# Brano fornito
________________

Quali azioni possono intraprendere i paesi dell’Unione Europea per contrastare i fenomeni di desertificazione e siccità?

“Anzitutto è necessario precisare che quando parliamo di “desertificazione e siccità” non dobbiamo immaginare una distesa di sabbia a dune. È desertificazione quel processo di perdita delle funzionalità naturali del suolo. È erosione del suolo, con fenomeni di dissesto idrogeologico. È urbanizzazione, con impermeabilizzazione del suolo. È incendi, con distruzione di comunità animali e vegetali. Ed alcuni problemi hanno origine naturale altri antropici. È quindi un problema che riguarda a pieno titolo anche le economie avanzate dell’Unione. In Italia, ad esempio, si è passato negli ultimi venti anni dal 27% al 30% di territorio nazionale minacciato da processi di inaridimento del suolo. La strategia 2021-2023 del Ministero della Transizione Ecologica pone la lotta alla desertificazione come una “priorità da portare avanti con decisione”. A livello europeo è necessario però dotarsi di uno strumento funzionale alle politiche comuni. Ad oggi il problema è affrontato in modo inefficiente e soprattutto non coordinato. È proprio di questo periodo la notizia di una risoluzione presentata presso il Parlamento Europeo. La Commissione è chiamata ad elaborare un quadro giuridico comune per la protezione del suolo. Un passo importante. Ma attenzione. In questa fase di fermento per l’attuazione di politiche di transizione ecologica sostenute dal piano economico Next Generation EU è necessario mantenere alta la guardia. Molti suoli agricoli considerati “abbandonati” rischiano di essere convertiti in aree di produzione industriale con un colpo di spugna”.

Come coadiuvare le azioni dei paesi più poveri per il contrasto a tali fenomeni?

“Desertificazione e siccità sono alla base di gravi tensioni e conflitti regionali delle quali l’opinione pubblica non è adeguatamente sensibilizzata. Spesso l’instabilità politica e militare in queste aree comporta pesanti conseguenze per le popolazioni. La maggior parte si sposta in altre regioni, alla ricerca di risorse e condizioni migliori. Generando spesso una reazione a catena. Chi rimane è in balia degli eventi. I paesi più ricchi forse non hanno un livello di engagement sufficiente. Già dare piena attuazione agli strumenti previsti dalla Convenzione del 1994 sarebbe significativo”.

Quali azioni possono essere intraprese per contrastare la crisi nel SAHEL?

________________

# Righe estratte
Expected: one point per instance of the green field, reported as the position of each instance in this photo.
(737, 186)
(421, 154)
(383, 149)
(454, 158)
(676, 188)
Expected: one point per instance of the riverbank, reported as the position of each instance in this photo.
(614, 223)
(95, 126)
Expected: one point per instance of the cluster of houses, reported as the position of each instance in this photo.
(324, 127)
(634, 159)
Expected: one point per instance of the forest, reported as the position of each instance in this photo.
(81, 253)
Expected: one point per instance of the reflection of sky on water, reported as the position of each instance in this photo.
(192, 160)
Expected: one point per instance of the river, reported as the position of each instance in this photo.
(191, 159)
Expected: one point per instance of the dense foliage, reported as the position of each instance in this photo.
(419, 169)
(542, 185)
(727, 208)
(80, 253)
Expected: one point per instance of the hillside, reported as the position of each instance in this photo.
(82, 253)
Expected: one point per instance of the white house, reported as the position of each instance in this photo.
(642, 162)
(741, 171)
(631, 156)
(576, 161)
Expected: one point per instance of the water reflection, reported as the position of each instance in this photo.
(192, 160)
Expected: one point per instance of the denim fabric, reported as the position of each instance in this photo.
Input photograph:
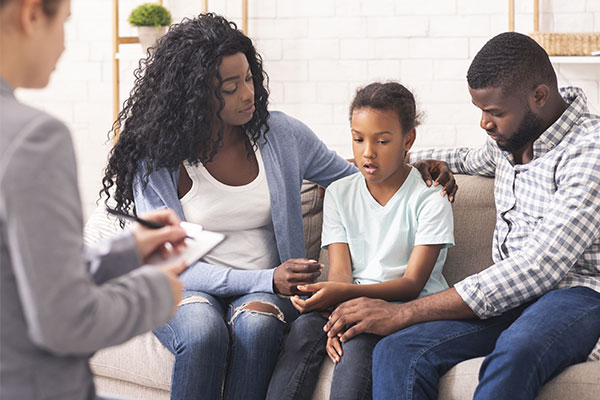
(524, 348)
(303, 351)
(221, 350)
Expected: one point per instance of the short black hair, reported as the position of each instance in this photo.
(389, 96)
(511, 61)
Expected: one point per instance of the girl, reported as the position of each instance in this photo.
(387, 234)
(197, 136)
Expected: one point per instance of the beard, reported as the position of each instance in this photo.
(529, 129)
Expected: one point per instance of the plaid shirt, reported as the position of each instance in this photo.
(547, 232)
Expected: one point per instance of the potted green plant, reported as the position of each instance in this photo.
(152, 21)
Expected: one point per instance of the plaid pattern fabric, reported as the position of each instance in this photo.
(547, 232)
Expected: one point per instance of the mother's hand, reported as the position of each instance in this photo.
(438, 173)
(294, 272)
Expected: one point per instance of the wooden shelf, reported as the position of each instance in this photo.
(575, 59)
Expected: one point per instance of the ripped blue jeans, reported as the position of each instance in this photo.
(221, 348)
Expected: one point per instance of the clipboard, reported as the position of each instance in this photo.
(202, 243)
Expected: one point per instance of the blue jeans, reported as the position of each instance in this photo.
(524, 348)
(303, 351)
(223, 350)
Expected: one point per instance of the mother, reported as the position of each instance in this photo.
(197, 137)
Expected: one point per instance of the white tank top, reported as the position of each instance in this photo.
(241, 213)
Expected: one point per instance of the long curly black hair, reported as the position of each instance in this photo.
(167, 118)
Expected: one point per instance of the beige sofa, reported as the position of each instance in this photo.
(141, 368)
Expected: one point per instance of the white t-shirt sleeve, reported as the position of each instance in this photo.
(435, 220)
(333, 228)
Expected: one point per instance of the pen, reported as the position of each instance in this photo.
(141, 221)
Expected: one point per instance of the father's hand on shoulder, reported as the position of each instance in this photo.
(294, 272)
(435, 172)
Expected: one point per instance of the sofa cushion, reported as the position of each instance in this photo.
(142, 360)
(474, 220)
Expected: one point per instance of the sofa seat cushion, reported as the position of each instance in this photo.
(142, 360)
(579, 381)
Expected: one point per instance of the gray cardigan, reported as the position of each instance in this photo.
(58, 302)
(291, 152)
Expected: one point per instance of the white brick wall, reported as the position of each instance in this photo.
(316, 53)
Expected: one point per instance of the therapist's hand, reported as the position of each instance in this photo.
(150, 241)
(294, 272)
(435, 172)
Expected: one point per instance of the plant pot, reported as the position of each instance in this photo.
(149, 35)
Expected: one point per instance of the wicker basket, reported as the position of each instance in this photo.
(568, 44)
(558, 44)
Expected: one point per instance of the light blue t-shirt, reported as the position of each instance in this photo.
(381, 238)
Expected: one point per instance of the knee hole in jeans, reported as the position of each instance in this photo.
(193, 299)
(260, 307)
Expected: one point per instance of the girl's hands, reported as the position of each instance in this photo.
(294, 272)
(325, 294)
(334, 349)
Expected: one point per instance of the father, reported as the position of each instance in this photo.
(536, 310)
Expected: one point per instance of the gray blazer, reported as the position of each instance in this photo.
(58, 302)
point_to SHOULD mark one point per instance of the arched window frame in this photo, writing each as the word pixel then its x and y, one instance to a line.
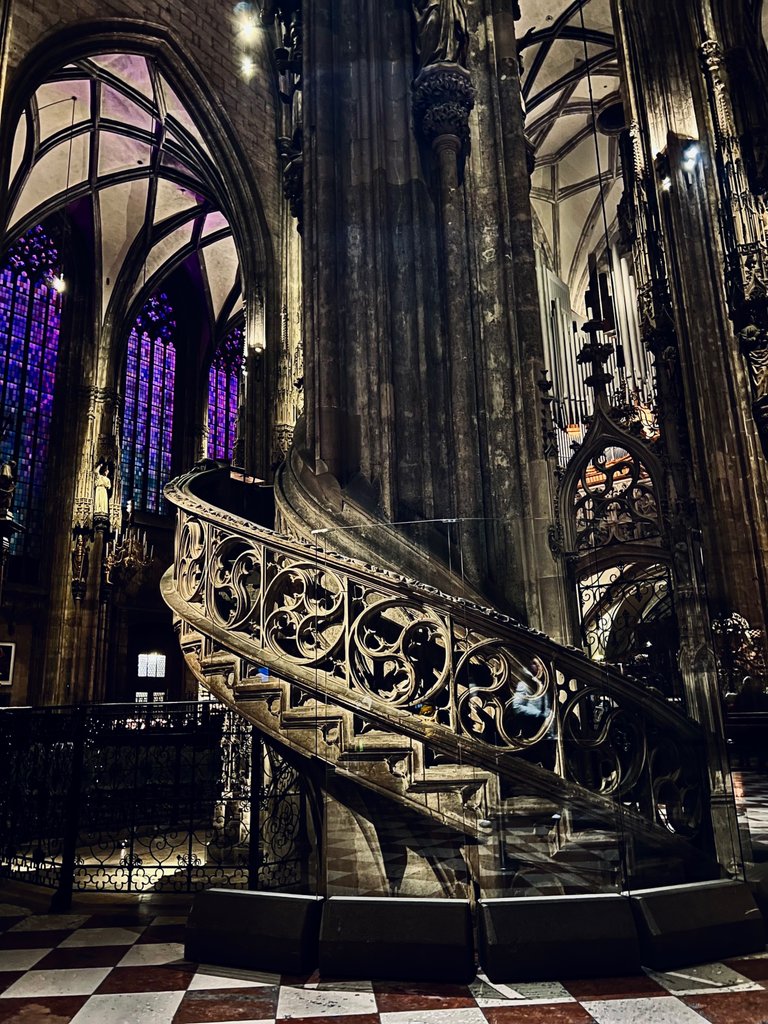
pixel 148 389
pixel 223 392
pixel 31 303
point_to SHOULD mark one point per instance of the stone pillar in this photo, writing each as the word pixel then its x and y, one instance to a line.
pixel 668 89
pixel 717 474
pixel 443 98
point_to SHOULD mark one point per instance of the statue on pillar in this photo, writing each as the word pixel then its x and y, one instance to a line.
pixel 102 486
pixel 441 32
pixel 7 486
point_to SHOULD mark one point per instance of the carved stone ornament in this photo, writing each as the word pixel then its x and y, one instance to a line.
pixel 443 98
pixel 441 32
pixel 755 347
pixel 80 559
pixel 7 486
pixel 291 153
pixel 102 486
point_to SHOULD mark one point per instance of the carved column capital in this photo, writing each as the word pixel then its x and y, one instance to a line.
pixel 754 344
pixel 443 97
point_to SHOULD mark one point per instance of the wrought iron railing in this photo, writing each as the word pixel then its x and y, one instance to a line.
pixel 464 679
pixel 145 798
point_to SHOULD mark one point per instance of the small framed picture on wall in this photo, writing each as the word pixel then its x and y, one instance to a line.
pixel 7 655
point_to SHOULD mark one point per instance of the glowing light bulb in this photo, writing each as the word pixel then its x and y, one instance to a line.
pixel 690 153
pixel 247 30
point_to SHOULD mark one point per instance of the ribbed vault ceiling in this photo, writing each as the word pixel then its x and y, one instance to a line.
pixel 113 128
pixel 570 74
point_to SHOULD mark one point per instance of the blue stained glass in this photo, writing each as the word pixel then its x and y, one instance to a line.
pixel 30 316
pixel 148 404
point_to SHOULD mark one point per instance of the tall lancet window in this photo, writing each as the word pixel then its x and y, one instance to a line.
pixel 147 423
pixel 31 288
pixel 223 378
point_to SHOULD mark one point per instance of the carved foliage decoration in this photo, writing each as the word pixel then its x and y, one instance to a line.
pixel 614 501
pixel 399 648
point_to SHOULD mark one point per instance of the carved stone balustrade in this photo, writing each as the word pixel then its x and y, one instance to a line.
pixel 465 680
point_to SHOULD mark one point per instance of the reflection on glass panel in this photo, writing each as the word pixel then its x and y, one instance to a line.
pixel 222 395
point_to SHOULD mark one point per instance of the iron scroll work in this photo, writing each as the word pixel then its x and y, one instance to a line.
pixel 147 798
pixel 458 676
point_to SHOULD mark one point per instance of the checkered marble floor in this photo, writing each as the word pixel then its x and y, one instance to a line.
pixel 126 966
pixel 751 792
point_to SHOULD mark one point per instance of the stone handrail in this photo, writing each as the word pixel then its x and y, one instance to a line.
pixel 462 678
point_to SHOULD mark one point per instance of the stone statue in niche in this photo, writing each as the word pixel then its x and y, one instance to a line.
pixel 441 32
pixel 102 485
pixel 7 486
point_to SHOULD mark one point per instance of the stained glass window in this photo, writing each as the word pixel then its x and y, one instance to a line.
pixel 30 320
pixel 147 424
pixel 222 395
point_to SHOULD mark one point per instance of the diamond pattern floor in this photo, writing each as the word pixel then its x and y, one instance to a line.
pixel 124 965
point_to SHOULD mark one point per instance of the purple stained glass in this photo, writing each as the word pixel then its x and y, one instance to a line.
pixel 30 321
pixel 223 381
pixel 147 423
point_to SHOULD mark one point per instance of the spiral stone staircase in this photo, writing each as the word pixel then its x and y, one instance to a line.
pixel 416 696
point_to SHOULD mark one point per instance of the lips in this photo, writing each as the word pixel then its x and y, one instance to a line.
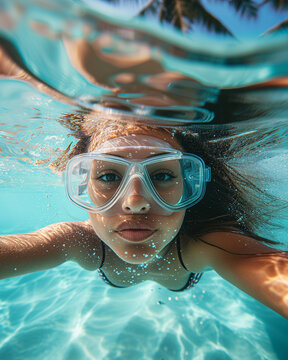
pixel 135 232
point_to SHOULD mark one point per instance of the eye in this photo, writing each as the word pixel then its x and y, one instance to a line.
pixel 162 177
pixel 109 178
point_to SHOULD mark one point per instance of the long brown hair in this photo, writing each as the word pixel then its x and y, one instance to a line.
pixel 233 201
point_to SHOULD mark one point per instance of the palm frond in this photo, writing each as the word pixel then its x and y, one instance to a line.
pixel 276 4
pixel 248 8
pixel 282 26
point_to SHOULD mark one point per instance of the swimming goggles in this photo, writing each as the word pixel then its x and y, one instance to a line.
pixel 168 179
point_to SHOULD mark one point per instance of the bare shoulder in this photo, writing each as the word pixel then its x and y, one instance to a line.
pixel 211 249
pixel 79 237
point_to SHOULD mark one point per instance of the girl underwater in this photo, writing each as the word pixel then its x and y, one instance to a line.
pixel 163 205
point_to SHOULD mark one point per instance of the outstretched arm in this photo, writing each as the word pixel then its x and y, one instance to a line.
pixel 258 270
pixel 49 247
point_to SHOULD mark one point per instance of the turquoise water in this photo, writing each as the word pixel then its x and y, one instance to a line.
pixel 67 312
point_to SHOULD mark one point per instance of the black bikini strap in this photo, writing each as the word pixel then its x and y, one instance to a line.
pixel 179 252
pixel 103 255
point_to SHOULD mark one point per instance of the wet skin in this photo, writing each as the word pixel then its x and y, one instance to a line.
pixel 136 232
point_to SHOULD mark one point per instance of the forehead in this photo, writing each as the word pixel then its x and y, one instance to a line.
pixel 128 146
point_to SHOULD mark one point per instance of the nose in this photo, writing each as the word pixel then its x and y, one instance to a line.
pixel 135 201
pixel 135 204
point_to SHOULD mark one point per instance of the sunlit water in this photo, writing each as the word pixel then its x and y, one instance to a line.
pixel 67 312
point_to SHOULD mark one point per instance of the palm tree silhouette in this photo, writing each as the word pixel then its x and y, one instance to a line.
pixel 184 14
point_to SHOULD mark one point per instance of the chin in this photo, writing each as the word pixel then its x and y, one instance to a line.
pixel 138 259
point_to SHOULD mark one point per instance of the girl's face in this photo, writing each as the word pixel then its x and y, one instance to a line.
pixel 136 232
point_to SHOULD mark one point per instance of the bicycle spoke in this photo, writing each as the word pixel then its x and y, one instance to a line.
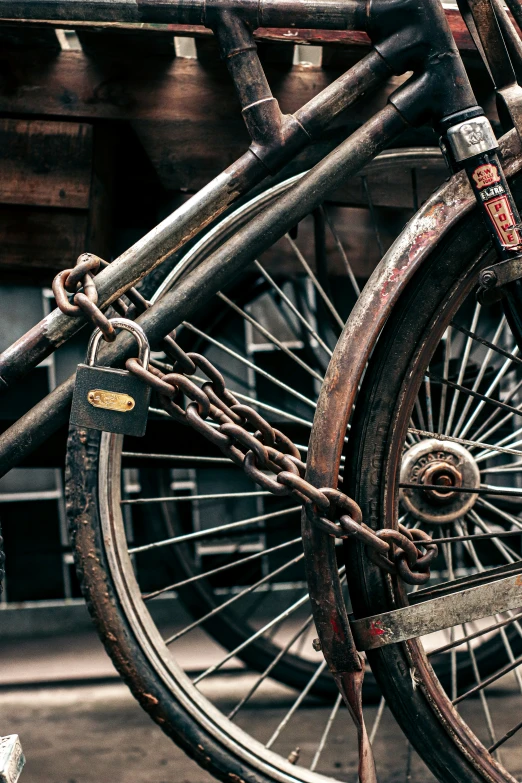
pixel 324 736
pixel 429 407
pixel 445 371
pixel 318 287
pixel 251 365
pixel 462 370
pixel 420 416
pixel 246 591
pixel 501 373
pixel 293 308
pixel 295 706
pixel 342 253
pixel 480 375
pixel 473 553
pixel 275 621
pixel 506 736
pixel 280 655
pixel 512 467
pixel 220 569
pixel 373 216
pixel 270 337
pixel 220 529
pixel 476 395
pixel 489 680
pixel 487 343
pixel 502 442
pixel 506 552
pixel 377 721
pixel 193 498
pixel 178 458
pixel 465 442
pixel 448 557
pixel 482 431
pixel 500 512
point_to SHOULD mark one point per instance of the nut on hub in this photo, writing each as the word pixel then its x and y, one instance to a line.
pixel 448 465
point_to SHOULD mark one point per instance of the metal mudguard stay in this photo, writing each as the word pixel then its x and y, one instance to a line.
pixel 431 224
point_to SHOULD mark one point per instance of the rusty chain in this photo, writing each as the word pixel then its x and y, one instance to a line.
pixel 265 454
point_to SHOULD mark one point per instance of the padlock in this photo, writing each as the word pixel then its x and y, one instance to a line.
pixel 109 399
pixel 12 758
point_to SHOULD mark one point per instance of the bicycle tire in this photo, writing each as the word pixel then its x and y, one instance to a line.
pixel 89 466
pixel 396 371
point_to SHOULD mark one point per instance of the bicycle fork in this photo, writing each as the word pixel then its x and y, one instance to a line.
pixel 470 144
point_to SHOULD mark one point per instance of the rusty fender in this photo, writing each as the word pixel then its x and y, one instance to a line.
pixel 427 227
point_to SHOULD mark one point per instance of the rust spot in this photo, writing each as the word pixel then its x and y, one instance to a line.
pixel 376 628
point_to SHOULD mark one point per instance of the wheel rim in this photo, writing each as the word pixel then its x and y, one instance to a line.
pixel 415 451
pixel 112 528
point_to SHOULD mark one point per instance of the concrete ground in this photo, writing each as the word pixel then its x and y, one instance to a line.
pixel 79 724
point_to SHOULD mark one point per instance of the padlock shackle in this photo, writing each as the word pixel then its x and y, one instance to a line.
pixel 129 326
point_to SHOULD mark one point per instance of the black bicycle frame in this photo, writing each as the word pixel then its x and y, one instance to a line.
pixel 406 36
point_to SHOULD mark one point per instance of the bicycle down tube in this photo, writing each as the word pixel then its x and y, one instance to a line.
pixel 439 87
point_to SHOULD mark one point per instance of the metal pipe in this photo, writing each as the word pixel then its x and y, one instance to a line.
pixel 204 207
pixel 320 14
pixel 215 272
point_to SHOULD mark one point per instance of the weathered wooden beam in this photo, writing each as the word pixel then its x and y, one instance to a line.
pixel 141 43
pixel 40 239
pixel 294 35
pixel 27 38
pixel 45 163
pixel 186 114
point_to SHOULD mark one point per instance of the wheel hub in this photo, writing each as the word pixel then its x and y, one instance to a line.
pixel 447 465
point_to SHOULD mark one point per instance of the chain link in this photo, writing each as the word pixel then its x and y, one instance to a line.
pixel 265 454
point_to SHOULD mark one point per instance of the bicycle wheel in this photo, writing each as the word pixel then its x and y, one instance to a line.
pixel 440 405
pixel 288 306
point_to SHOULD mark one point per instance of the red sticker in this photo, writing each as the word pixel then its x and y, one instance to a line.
pixel 503 220
pixel 485 175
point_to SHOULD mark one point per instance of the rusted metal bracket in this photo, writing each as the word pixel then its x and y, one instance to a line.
pixel 447 611
pixel 501 274
pixel 496 40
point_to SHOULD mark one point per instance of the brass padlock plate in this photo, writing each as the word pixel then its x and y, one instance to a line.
pixel 115 385
pixel 111 401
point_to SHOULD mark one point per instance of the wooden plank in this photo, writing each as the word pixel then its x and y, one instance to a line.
pixel 16 37
pixel 186 115
pixel 40 240
pixel 45 163
pixel 296 36
pixel 137 43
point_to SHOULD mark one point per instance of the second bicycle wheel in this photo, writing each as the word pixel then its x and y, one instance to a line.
pixel 435 444
pixel 169 518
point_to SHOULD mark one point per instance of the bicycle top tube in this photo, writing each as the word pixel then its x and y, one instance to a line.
pixel 320 14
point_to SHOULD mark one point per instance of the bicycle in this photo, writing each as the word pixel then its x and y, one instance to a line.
pixel 438 91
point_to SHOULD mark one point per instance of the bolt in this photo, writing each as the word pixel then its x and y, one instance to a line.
pixel 488 278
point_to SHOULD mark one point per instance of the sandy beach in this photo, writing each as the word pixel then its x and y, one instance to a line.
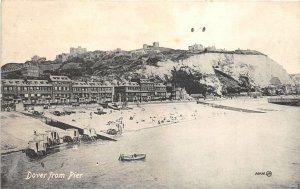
pixel 204 146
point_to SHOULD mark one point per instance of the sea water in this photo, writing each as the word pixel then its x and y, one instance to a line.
pixel 225 150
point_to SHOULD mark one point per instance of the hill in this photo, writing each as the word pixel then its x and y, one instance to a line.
pixel 215 71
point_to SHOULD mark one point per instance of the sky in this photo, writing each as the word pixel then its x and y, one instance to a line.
pixel 47 28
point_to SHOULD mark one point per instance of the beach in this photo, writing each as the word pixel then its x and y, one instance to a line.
pixel 208 148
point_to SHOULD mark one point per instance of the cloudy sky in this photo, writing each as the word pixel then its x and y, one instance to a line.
pixel 47 28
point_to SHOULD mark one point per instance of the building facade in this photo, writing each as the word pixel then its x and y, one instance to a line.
pixel 62 89
pixel 26 91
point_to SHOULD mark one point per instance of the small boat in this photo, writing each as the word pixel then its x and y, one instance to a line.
pixel 133 157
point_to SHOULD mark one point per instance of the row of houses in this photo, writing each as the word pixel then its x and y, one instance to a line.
pixel 63 90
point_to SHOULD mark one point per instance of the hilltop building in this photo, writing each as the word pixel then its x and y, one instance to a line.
pixel 62 57
pixel 30 71
pixel 38 59
pixel 77 51
pixel 155 45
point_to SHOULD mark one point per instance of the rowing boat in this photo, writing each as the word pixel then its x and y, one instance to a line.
pixel 133 157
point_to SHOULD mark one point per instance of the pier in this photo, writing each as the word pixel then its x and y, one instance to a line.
pixel 291 101
pixel 229 107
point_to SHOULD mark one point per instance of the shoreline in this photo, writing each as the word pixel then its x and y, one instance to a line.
pixel 145 117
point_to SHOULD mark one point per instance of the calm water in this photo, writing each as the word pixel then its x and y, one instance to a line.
pixel 222 151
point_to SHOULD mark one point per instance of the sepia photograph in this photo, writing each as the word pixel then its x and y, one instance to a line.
pixel 129 94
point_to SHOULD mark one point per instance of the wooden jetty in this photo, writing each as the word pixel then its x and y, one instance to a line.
pixel 291 101
pixel 229 107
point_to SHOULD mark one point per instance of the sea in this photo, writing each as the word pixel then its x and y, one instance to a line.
pixel 228 149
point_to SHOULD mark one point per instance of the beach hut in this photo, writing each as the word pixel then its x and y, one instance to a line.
pixel 73 134
pixel 36 148
pixel 89 134
pixel 41 137
pixel 53 138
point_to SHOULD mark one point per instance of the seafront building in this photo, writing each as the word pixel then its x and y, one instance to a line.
pixel 63 90
pixel 140 90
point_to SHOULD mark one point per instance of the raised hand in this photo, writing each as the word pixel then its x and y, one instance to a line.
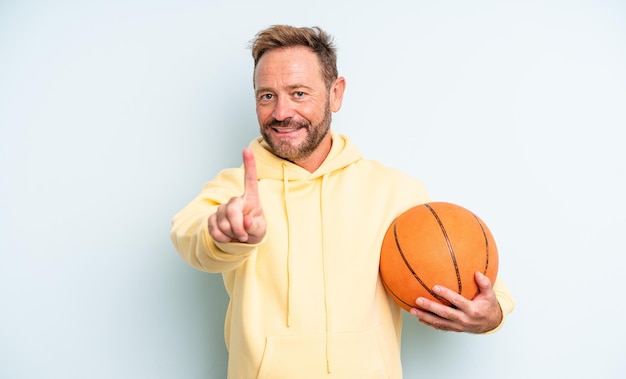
pixel 241 219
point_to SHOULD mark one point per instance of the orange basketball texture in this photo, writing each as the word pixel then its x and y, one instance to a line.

________________

# Azioni da svolgere
(A) Rispondi alle seguenti domande sul brano sulla desertificazione, una per riga:
(i) Negli ultimi venti anni, da quale a quale percentuale è passato in Italia il territorio nazionale minacciato da processi di inaridimento del suolo?
(ii) Che cosa è chiamata a elaborare la Commissione?
(iii) Di quale anno è la Convenzione i cui strumenti, se pienamente attuati, darebbero già un risultato significativo?
(B) Copia, per favore, dal brano sulla desertificazione il passo che inizia con «Come coadiuvare le» e termina con «crisi nel SAHEL?».

# Risposte ai compiti
(A)
(i) Dal 27% al 30%.
(ii) Un quadro giuridico comune per la protezione del suolo.
(iii) Del 1994.

(B)
Come coadiuvare le azioni dei paesi più poveri per il contrasto a tali fenomeni?

“Desertificazione e siccità sono alla base di gravi tensioni e conflitti regionali delle quali l’opinione pubblica non è adeguatamente sensibilizzata. Spesso l’instabilità politica e militare in queste aree comporta pesanti conseguenze per le popolazioni. La maggior parte si sposta in altre regioni, alla ricerca di risorse e condizioni migliori. Generando spesso una reazione a catena. Chi rimane è in balia degli eventi. I paesi più ricchi forse non hanno un livello di engagement sufficiente. Già dare piena attuazione agli strumenti previsti dalla Convenzione del 1994 sarebbe significativo”.

Quali azioni possono essere intraprese per contrastare la crisi nel SAHEL?